» ARTICLE:
# Forum Home Renovation Solar Electrical Systems  My Solar experience

## micknean

I recently install a solar 2.7kw system. It has been on now for about 2 and half weeks and has produced about 190kw. I think given the weather we have had lately it seems good.  I have the inverter connected to the home pc so i can record the daily totals.
The panels are 195w each and the inverter is 3Kw
It will be interesting to see how it works in summer. Here are some pics,       
The next pic is of the xantrex program for viewing and recording on a pc. 
Given that you can get a around 66 cents a Kw for producing power it seems like a good time to put a solar system on.

----------


## Bloss

Did you make up your cable to connect to the inverter to your PC or buy it or did the installer do it? It looks like Cat5 cable but that inverter has an RS232 port and the PC needs a USB I assume.

----------


## woodbe

Bloss,  
Serial runs just fine over cat5, and a usb to serial adapter would sort the other end. We ran serial over cat5 reliably (19200 baud) over 50m. 
woodbe

----------


## micknean

> Did you make up your cable to connect to the inverter to your PC or buy it or did the installer do it? It looks like Cat5 cable but that inverter has an RS232 port and the PC needs a USB I assume.

  I made the cable up myself. The inverter only needs 3 wires to communicate with the pc. I used cat5 because i had lots of it, as for the port plugs i got them from jcar, one male and one female for the computer end. Then it was just a matter of opening up the inverter manual and following the instruction on what pins are used. hope this helps.

» WORK INSTRUCTIONS:
a) According to the forum thread, how many wires does the inverter need to communicate with the PC?
b) Pick out every line of the entries that contains the word "muddy", treating uppercase and lowercase as different.

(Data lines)

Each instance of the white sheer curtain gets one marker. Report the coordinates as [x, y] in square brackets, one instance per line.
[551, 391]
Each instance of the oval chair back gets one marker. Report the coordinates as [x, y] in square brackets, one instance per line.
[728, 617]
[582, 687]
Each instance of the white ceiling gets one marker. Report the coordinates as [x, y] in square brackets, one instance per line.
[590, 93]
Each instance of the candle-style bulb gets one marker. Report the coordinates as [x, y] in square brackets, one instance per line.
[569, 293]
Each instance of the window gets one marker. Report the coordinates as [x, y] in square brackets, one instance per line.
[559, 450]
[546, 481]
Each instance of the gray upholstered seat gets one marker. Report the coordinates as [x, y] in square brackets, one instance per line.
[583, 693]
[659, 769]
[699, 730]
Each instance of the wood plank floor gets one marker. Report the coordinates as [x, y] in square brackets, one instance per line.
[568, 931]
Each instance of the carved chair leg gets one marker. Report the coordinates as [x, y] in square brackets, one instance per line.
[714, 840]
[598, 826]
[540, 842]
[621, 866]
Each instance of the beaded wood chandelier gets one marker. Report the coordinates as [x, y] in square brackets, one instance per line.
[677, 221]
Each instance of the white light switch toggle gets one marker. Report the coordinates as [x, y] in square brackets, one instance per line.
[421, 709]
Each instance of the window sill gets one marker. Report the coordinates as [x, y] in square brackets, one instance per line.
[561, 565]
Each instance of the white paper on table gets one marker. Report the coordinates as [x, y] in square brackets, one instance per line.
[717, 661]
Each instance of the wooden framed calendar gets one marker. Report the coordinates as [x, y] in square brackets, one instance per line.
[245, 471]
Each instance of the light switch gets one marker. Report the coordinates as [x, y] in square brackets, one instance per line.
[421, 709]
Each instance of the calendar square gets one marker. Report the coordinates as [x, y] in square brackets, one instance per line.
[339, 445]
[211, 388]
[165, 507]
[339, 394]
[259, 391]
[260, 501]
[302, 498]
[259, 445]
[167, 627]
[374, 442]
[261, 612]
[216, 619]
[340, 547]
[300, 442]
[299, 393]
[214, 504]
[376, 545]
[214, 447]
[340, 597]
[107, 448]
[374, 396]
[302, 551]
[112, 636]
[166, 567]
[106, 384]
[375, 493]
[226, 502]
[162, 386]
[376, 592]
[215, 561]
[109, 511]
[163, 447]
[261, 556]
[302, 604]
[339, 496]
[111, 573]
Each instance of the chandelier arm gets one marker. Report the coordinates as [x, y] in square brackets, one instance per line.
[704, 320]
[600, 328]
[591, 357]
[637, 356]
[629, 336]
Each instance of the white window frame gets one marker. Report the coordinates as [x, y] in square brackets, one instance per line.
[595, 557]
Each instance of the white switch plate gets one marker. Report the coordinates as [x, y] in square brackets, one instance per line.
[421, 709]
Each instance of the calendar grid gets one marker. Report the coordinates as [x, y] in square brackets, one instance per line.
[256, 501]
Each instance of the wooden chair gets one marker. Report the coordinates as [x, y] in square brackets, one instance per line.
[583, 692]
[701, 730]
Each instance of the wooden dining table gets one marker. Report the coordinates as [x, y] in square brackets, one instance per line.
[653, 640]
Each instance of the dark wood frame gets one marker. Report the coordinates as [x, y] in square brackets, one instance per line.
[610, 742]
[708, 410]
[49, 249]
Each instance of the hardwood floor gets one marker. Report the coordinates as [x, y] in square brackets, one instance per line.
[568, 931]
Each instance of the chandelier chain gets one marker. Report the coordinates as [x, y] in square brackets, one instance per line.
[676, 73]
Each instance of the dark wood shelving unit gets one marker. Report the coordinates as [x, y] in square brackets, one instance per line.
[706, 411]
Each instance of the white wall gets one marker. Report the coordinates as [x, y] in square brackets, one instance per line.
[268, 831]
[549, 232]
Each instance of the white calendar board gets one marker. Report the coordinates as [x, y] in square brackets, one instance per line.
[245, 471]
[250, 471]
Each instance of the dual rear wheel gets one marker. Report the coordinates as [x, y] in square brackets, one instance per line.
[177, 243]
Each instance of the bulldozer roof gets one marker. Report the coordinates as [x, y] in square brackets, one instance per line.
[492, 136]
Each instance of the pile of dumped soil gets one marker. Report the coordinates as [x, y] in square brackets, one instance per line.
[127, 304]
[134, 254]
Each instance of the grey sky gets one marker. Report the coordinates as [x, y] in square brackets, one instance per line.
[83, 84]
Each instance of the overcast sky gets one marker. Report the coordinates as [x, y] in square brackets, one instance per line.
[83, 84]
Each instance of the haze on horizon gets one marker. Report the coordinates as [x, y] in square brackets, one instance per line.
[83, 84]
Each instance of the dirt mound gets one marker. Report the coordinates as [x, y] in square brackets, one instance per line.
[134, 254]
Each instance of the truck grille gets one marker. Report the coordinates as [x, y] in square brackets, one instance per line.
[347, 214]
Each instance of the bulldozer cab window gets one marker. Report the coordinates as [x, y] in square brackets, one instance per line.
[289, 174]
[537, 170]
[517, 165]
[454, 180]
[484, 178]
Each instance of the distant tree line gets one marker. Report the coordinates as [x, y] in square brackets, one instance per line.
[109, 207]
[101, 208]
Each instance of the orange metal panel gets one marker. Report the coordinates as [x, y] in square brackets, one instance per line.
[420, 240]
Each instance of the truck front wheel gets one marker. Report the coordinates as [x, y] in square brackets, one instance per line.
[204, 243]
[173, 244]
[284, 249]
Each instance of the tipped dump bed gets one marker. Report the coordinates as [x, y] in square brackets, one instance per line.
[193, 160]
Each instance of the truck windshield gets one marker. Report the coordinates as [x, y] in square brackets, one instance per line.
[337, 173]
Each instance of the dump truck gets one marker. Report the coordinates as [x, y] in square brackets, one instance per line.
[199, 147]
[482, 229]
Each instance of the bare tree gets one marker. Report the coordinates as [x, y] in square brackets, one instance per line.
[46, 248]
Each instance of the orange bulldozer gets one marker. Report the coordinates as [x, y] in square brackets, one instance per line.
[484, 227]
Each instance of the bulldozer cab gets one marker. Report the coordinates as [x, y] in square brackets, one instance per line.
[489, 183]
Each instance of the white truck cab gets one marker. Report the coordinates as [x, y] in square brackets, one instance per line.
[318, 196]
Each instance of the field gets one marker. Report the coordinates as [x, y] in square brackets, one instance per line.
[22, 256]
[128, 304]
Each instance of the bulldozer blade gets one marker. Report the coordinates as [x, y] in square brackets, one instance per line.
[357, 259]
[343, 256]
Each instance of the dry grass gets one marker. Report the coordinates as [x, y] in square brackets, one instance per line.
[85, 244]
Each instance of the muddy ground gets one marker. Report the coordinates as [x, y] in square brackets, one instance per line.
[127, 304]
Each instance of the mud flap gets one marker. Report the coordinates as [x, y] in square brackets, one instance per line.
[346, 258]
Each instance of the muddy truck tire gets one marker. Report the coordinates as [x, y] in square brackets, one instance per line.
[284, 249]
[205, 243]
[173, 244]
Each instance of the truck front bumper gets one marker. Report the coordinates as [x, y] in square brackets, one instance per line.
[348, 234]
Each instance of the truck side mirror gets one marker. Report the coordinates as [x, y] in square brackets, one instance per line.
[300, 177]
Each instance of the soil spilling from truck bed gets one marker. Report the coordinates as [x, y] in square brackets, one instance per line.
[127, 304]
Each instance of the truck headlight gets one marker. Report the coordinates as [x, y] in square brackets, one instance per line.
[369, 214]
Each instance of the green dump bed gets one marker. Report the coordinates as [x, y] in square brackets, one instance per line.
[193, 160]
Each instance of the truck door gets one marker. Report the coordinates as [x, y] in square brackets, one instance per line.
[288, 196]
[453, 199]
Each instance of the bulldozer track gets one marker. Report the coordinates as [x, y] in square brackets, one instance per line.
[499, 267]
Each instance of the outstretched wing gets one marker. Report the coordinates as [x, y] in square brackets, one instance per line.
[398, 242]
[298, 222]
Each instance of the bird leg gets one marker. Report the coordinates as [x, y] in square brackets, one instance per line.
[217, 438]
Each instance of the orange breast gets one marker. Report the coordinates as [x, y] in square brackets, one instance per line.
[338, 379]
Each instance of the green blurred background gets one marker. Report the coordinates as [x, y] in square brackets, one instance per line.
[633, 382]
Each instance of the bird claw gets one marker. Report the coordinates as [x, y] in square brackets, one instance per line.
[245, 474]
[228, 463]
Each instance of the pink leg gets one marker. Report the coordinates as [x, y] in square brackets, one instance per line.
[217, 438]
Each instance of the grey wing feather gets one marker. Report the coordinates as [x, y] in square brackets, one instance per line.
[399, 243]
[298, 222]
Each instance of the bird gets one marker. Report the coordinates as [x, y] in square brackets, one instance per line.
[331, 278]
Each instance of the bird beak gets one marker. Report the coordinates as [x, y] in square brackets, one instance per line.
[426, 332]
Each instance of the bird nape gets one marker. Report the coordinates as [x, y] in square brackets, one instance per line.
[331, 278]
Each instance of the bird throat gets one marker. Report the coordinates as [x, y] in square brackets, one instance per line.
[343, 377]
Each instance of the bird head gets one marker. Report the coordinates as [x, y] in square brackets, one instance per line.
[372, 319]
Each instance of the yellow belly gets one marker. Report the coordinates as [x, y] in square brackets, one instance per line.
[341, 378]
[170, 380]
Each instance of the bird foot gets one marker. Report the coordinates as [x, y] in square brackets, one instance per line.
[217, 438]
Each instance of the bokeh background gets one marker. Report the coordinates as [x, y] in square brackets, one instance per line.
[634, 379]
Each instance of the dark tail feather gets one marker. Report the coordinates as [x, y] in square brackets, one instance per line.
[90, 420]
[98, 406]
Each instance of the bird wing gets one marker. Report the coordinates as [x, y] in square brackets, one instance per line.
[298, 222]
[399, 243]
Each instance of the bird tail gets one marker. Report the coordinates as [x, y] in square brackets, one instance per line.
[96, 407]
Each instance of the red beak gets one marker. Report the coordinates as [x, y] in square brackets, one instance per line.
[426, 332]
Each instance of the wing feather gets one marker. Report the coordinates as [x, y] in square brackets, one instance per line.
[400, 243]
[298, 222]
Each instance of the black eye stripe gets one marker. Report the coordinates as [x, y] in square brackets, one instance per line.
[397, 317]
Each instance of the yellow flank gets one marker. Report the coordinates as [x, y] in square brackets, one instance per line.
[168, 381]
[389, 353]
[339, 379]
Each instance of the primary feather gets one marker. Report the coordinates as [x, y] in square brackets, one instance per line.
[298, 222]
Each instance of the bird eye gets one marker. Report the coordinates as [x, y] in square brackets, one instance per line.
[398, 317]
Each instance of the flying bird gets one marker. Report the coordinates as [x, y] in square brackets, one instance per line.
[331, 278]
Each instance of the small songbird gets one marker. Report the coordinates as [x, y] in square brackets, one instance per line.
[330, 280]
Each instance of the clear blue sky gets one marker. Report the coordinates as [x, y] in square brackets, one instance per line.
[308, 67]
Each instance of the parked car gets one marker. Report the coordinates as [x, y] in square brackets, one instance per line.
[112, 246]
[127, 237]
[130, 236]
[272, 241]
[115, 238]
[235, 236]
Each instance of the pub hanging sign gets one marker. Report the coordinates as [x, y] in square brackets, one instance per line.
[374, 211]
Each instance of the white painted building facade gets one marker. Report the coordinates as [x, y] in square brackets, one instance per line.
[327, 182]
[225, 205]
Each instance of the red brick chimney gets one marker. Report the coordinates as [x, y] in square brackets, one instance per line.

» ANSWERS TO THE EXERCISE:
a) Three wires.

b)
Each instance of the muddy ground gets one marker. Report the coordinates as [x, y] in square brackets, one instance per line.
Each instance of the muddy truck tire gets one marker. Report the coordinates as [x, y] in square brackets, one instance per line.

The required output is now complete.